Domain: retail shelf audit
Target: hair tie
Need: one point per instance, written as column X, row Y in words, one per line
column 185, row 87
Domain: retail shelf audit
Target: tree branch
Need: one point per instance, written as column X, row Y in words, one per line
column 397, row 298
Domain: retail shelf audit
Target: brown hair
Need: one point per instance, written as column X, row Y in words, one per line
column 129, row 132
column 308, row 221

* * *

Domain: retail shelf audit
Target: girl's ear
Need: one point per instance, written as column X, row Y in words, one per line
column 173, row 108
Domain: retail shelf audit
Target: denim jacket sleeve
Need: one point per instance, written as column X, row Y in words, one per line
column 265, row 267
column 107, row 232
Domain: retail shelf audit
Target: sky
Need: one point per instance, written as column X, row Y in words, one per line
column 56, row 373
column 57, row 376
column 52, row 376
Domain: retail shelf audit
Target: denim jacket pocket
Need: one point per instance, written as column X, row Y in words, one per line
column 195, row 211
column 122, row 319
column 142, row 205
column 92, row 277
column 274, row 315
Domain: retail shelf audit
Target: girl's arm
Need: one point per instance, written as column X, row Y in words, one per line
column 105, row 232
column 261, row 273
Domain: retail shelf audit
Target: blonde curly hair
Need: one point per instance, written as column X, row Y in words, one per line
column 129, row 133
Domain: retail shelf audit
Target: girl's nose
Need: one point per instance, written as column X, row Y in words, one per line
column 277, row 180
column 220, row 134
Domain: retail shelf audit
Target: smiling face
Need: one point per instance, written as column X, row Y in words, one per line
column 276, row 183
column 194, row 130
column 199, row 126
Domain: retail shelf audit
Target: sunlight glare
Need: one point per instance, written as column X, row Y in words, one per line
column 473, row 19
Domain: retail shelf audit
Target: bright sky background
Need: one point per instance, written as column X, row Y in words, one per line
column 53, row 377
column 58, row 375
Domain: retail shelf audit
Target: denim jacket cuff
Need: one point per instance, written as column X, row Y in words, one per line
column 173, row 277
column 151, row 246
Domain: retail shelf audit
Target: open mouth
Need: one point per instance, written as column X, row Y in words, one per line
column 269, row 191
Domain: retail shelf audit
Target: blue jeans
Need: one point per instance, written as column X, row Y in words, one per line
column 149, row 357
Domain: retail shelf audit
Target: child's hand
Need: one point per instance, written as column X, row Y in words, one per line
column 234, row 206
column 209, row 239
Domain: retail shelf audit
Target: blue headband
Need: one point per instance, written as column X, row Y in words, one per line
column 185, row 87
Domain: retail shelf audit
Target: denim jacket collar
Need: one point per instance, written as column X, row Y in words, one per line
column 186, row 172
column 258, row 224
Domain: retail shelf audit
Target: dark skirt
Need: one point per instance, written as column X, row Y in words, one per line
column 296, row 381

==

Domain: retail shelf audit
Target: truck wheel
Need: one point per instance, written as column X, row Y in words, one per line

▸ **Work instructions**:
Using the data above, reproduce exactly the lines from the line that contains "Target: bright sky background" through the line that contains "Target: blue headband", including both.

▸ **Answer**:
Target: bright sky background
Need: one point per instance, written as column X, row Y in words, one per line
column 53, row 377
column 58, row 375
Domain: retail shelf audit
Target: denim jacket cuff
Need: one point per instance, written as column X, row Y in words, one per line
column 173, row 277
column 151, row 246
Domain: retail shelf audit
Target: open mouth
Need: one point per instance, written as column X, row Y in words, one per line
column 269, row 191
Domain: retail shelf audit
Target: blue jeans
Need: one point per instance, written as column X, row Y in words, one per line
column 149, row 357
Domain: retail shelf audit
Target: child's hand
Need: one point per instance, written as column X, row Y in words, one per line
column 234, row 206
column 209, row 239
Domain: retail shelf audit
Target: blue headband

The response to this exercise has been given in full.